= Working data =

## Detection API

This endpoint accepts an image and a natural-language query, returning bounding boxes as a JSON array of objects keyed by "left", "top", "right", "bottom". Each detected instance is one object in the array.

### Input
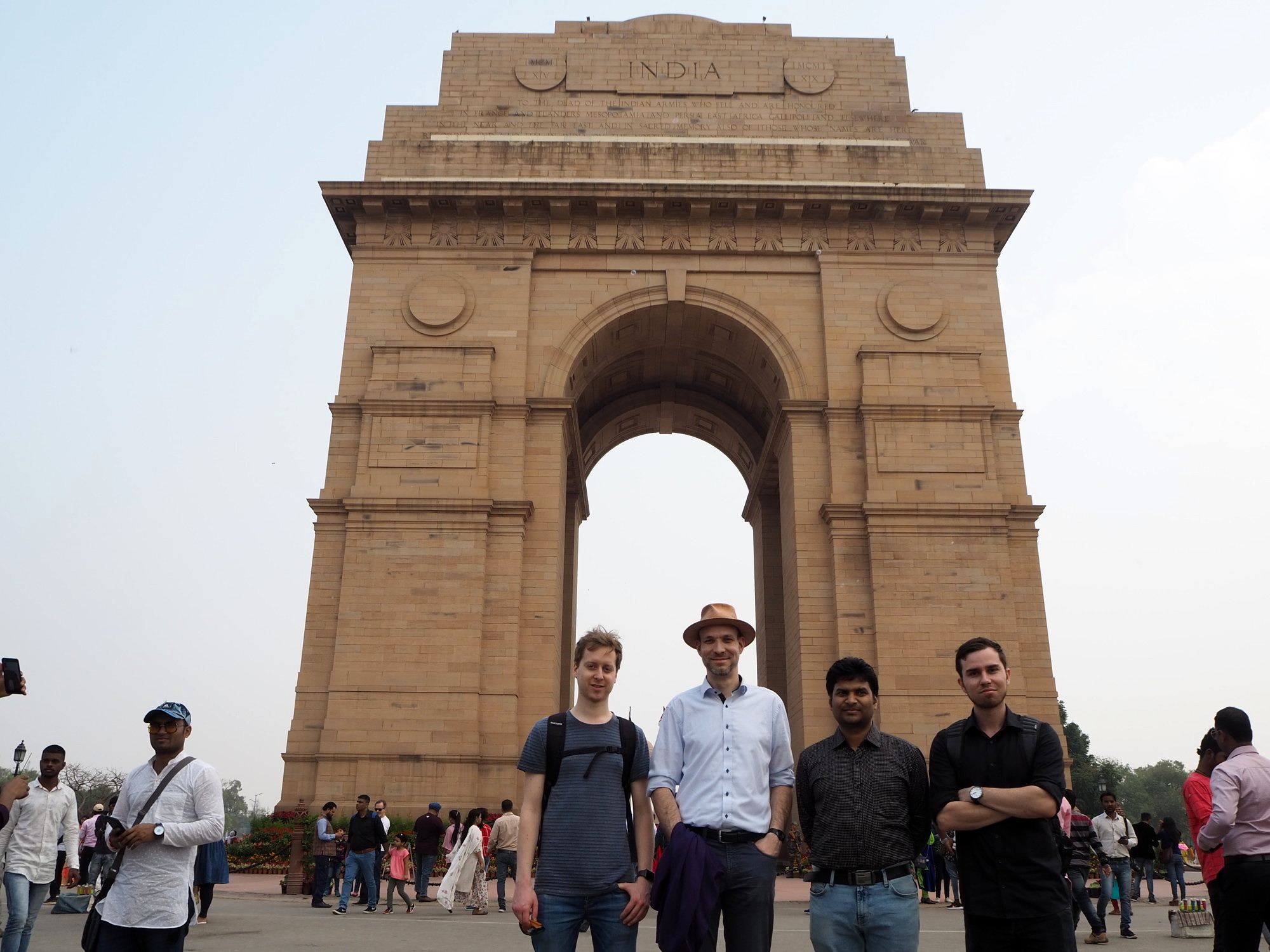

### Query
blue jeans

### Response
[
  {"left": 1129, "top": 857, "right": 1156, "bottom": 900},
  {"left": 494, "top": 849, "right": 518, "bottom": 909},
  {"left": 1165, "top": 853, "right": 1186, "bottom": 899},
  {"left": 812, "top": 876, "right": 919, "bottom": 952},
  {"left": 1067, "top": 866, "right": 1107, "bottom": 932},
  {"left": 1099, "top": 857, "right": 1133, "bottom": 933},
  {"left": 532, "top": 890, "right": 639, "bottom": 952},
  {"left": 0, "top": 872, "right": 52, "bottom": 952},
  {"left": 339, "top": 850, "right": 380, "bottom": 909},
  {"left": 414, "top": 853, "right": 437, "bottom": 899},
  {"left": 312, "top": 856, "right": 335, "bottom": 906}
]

= To do =
Reproduce the listing above verbatim, line for line, but leave out the picture.

= Right answer =
## Detection API

This endpoint accepts an image and a natural-language query, returning bounding boxes as a JSON array of objects keyed by "left", "top", "right", "bottom". Each detected instance is one object in the array.

### Input

### Query
blue jeans

### Response
[
  {"left": 1129, "top": 857, "right": 1156, "bottom": 900},
  {"left": 494, "top": 849, "right": 518, "bottom": 909},
  {"left": 1165, "top": 853, "right": 1186, "bottom": 899},
  {"left": 812, "top": 876, "right": 919, "bottom": 952},
  {"left": 1067, "top": 866, "right": 1107, "bottom": 932},
  {"left": 1099, "top": 857, "right": 1133, "bottom": 933},
  {"left": 532, "top": 890, "right": 639, "bottom": 952},
  {"left": 0, "top": 872, "right": 52, "bottom": 952},
  {"left": 339, "top": 850, "right": 380, "bottom": 909},
  {"left": 414, "top": 853, "right": 437, "bottom": 899},
  {"left": 312, "top": 856, "right": 335, "bottom": 906}
]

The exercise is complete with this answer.